Given data —
○ ○ ○ ○ ○
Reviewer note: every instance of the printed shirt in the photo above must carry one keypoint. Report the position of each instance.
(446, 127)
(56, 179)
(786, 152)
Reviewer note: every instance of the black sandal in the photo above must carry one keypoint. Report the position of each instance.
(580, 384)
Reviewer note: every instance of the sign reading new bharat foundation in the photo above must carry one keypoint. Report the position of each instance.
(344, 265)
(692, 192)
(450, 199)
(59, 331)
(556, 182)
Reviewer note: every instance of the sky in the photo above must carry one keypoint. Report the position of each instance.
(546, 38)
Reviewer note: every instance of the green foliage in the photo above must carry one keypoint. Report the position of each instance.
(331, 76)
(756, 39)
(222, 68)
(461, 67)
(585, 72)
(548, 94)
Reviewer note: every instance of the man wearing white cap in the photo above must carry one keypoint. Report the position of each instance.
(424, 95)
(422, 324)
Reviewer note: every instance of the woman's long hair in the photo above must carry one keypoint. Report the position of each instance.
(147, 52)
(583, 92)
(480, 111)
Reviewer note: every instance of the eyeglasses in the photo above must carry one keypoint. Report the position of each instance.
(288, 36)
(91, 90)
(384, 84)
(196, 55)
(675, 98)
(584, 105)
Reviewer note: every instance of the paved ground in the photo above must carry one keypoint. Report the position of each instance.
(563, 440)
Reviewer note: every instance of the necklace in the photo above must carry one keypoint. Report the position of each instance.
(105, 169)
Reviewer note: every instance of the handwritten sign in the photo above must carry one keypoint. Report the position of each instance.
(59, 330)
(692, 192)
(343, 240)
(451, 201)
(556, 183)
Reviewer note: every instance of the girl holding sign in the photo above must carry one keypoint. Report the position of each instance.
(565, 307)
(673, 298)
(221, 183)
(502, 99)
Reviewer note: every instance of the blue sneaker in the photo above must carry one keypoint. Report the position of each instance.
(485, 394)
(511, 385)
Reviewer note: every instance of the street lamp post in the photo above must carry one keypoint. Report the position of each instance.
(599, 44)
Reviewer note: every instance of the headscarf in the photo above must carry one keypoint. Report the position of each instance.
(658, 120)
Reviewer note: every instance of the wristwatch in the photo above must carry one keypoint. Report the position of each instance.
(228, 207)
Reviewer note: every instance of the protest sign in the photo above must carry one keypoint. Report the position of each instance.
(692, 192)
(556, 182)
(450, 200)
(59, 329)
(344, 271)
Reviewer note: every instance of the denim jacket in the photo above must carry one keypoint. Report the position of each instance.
○ ○ ○ ○ ○
Turn the listing above into a numbered list, one entry per line, with any blank lines dropped.

Correct result —
1. Reviewer note: every instance of the printed shirt in the photo above must carry one keypoint. Report the position of each instance.
2. (446, 127)
3. (56, 179)
4. (786, 152)
5. Reviewer note: every instance of the black sandal in the photo above must carry one keypoint. Report the position of each instance.
6. (580, 384)
7. Reviewer note: every instance of the sign reading new bharat foundation in the photo above must carry one keypoint. Report the position of each instance.
8. (344, 265)
9. (692, 192)
10. (450, 199)
11. (59, 331)
12. (556, 182)
13. Reviewer note: every instance of the sky in the photo above must carry one keypoint. Report the position of each instance.
14. (546, 38)
15. Reviewer note: every instance of the green foliage in the photo above must carry one keypoint. Report the position of each instance.
16. (331, 76)
17. (756, 39)
18. (222, 68)
19. (461, 67)
20. (585, 72)
21. (548, 94)
22. Reviewer note: every instance of the man wearing white cap in the photo above must carry one keypoint. Report the position of each instance.
23. (424, 95)
24. (422, 324)
25. Reviewer note: every instance of the woman's long hair in the photo above must carry one keypoint. Report the position of each instance.
26. (147, 52)
27. (583, 92)
28. (480, 111)
29. Reviewer note: every instance of the eyeglasses in the photo above must carry one keypoint. Report the position of each instance.
30. (288, 36)
31. (91, 90)
32. (384, 84)
33. (196, 55)
34. (675, 98)
35. (584, 105)
36. Reviewer note: every instance of the paved ground in the photo above must carry one keypoint. Report the position of each instance.
37. (563, 440)
38. Reviewer note: every instance of the necklace in the photo above must carry one keypoint. Report the position of each instance.
39. (105, 169)
40. Reviewer note: every instance of the handwritten sign in the photo above must carry one keypoint. Report the position of each instance.
41. (59, 330)
42. (692, 192)
43. (343, 240)
44. (451, 201)
45. (556, 183)
46. Reviewer note: every instance of the girl holding sign in the photo above must carry one keypoint. Report the position of each instance.
47. (565, 307)
48. (673, 298)
49. (221, 183)
50. (502, 99)
51. Reviewer note: every instance of the blue sneaker in the photo above must carry one keypoint. Report the position of each instance.
52. (485, 394)
53. (511, 385)
54. Reviewer note: every instance of the street lamp post in the photo above must carry one keypoint. Report the position of each instance.
55. (599, 44)
56. Reviewer note: every instance of the headscarf in the photo above must carry one keypoint. Report the position of each instance.
57. (658, 120)
58. Reviewer note: every instance of the wristwatch in the photo above must carry one keypoint. Report the position of each instance.
59. (228, 207)
60. Reviewer note: every instance of the protest sign in the photo above must carry one keypoint. Report the position of each instance.
61. (692, 192)
62. (556, 182)
63. (450, 200)
64. (59, 329)
65. (344, 271)
66. Reviewer note: every instance of the denim jacket in the photo above must carry one keypoint. Report the position of each instance.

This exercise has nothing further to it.